* STUDY QUESTIONS *
1. Copy word for word the part of the PCR text running from "2. DNA Polymerase" to "of about 70°C.".
2. Extend the passage on polymerase chain reaction by writing what comes after its final sentence.

* TEXT PASSAGE *
Polymerase chain reaction (PCR)
Introduction:
Polymerase chain reaction (PCR) is a very versatile gene amplification method that has brought a tremendous progress in molecular biology and genetics. It is an in vitro method of amplifying a desired DNA sequence of any origin hundreds of million times in hours. Typically, the goal of PCR is to make enough of the target DNA region that it can be analyzed or used in some other way. For instance, DNA amplified by PCR may be sent for sequencing, visualized by gel electrophoresis, or cloned into a plasmid for further experiments. PCR is used in many areas of biology and medicine, including molecular biology research, medical diagnostics, and even some branches of ecology.
1. Components of PCR:
The PCR reaction requires the following components:
1. DNA Template : The double stranded DNA (dsDNA) of interest, separated from the sample.
2. DNA Polymerase : Usually a thermostable Taq polymerase that does not rapidly denature at high temperatures (98°), and can function at a temperature optimum of about 70°C.
3. Oligonucleotide primers : Short pieces of single stranded DNA (often 20-30 base pairs) which are complementary to the 3’ ends of the sense and anti-sense strands of the target sequence.

* EXTRACTED INFORMATION *
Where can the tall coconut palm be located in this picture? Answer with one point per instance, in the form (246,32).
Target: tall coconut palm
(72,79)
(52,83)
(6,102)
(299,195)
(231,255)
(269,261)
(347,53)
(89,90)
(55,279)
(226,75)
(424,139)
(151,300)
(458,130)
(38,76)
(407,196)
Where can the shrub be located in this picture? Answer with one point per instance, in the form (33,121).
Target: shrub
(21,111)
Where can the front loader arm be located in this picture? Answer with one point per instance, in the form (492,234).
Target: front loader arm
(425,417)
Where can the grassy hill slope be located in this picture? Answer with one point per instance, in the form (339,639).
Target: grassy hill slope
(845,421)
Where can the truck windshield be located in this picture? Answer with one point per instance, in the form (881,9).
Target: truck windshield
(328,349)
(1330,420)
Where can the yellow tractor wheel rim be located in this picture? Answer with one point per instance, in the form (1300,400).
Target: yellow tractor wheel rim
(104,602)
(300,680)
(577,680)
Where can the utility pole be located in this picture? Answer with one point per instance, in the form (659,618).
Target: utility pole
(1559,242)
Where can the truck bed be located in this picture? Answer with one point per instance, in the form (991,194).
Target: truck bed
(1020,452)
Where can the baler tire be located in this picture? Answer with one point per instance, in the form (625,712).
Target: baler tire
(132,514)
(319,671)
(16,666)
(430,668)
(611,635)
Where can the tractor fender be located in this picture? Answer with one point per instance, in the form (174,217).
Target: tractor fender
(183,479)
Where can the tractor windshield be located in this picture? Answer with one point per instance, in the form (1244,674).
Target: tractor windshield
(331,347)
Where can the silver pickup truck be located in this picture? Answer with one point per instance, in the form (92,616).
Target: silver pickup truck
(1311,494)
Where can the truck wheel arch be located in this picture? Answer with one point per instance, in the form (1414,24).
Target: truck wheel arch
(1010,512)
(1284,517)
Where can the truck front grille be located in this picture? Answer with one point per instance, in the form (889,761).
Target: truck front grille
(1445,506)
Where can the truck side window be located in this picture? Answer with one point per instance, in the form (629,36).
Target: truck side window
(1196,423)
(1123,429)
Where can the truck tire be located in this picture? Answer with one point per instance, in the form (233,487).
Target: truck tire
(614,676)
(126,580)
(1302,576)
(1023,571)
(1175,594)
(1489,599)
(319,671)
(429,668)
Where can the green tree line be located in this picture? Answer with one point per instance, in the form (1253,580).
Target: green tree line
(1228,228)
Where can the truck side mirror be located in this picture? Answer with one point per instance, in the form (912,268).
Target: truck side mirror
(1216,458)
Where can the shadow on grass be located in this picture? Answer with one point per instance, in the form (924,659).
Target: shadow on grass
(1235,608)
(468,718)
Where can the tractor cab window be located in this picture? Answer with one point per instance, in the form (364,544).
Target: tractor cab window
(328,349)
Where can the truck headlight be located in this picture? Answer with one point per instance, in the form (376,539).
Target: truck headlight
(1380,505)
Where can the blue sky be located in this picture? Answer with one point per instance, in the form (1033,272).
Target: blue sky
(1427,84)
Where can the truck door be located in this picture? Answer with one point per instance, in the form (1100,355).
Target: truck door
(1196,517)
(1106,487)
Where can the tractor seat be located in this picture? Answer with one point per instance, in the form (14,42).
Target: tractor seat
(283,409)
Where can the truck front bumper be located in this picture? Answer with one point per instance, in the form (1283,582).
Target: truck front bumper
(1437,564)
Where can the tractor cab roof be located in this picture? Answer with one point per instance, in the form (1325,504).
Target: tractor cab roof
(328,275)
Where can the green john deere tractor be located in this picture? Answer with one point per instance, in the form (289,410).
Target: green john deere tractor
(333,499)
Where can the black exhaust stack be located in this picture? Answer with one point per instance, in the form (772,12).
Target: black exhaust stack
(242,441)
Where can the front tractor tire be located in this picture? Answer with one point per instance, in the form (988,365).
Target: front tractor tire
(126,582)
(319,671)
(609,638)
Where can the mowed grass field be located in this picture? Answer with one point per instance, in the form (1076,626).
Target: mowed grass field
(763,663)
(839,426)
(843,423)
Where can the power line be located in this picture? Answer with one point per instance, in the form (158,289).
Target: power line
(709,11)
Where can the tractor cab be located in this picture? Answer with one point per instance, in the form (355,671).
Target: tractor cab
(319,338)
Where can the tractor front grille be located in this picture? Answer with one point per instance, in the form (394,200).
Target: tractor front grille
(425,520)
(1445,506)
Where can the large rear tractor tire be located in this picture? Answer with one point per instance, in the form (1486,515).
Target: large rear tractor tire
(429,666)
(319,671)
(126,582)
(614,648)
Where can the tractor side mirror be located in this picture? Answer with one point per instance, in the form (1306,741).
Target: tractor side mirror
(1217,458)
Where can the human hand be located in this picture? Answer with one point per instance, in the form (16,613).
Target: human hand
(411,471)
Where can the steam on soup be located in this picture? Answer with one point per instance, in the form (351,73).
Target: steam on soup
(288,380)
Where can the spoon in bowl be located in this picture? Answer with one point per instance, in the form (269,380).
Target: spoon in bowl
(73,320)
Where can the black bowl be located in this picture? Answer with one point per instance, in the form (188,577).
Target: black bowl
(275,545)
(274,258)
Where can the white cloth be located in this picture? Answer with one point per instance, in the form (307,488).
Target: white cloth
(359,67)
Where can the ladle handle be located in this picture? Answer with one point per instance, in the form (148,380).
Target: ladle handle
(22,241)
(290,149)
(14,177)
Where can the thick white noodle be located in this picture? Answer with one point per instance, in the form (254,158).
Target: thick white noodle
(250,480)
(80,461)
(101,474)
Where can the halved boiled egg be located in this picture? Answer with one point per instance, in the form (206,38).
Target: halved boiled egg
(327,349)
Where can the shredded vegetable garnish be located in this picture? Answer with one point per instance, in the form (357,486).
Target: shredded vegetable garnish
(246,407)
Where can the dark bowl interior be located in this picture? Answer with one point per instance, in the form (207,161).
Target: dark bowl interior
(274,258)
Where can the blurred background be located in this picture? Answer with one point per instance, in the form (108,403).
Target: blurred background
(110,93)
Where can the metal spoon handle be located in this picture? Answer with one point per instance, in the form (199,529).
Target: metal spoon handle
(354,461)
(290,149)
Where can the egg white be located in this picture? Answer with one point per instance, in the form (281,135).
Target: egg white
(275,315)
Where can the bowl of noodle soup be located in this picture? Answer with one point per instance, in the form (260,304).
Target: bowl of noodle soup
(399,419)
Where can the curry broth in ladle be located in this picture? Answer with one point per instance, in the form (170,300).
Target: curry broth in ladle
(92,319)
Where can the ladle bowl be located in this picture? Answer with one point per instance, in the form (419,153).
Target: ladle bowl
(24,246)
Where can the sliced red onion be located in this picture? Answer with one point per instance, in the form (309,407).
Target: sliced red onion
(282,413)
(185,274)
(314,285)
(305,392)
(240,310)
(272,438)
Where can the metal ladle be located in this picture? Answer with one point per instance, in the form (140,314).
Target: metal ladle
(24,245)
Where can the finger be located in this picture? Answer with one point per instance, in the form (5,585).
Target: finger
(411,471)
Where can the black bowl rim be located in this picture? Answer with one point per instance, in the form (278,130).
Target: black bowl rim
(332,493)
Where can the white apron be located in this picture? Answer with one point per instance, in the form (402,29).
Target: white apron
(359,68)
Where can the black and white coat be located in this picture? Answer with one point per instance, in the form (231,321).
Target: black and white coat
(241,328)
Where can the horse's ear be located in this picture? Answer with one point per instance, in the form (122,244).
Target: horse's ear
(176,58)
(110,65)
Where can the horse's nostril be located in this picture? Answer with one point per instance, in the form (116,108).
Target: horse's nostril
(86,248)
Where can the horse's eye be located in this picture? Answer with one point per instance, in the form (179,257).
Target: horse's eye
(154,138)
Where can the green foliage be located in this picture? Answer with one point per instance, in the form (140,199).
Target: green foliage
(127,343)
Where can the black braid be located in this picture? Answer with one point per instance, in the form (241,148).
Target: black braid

* OUTPUTS BY TASK *
1.
2. DNA Polymerase : Usually a thermostable Taq polymerase that does not rapidly denature at high temperatures (98°), and can function at a temperature optimum of about 70°C.

2.
4. Deoxynucleotide triphosphates : Single units of the bases A, T, G, and C (dATP, dTTP, dGTP, dCTP) provide the energy for polymerization and the building blocks for DNA synthesis.
5. Buffer system : Includes magnesium and potassium to provide the optimal conditions for DNA denaturation and renaturation; also important for polymerase activity, stability and fidelity.
2. PCR procedure
All the PCR components are mixed together and are taken through series of 3 major cyclic reactions conducted in an automated, self-contained thermocycler machine.
1. Denaturation :
This step involves heating the reaction mixture to 94°C for 15-30 seconds. During this, the double stranded DNA is denatured to single strands due to breakage in weak hydrogen bonds.
2. Annealing :
The reaction temperature is rapidly lowered to 54-60°C for 20-40 seconds. This allows the primers to bind (anneal) to their complementary sequence in the template DNA.
3. Elongation :
Also known at extension, this step usually occurs at 72-80°C (most commonly 72°C). In this step, the polymerase enzyme sequentially adds bases to the 3′ each primer, extending the DNA sequence in the 5′ to 3′ direction. Under optimal conditions, DNA polymerase will add about 1,000 bp/minute.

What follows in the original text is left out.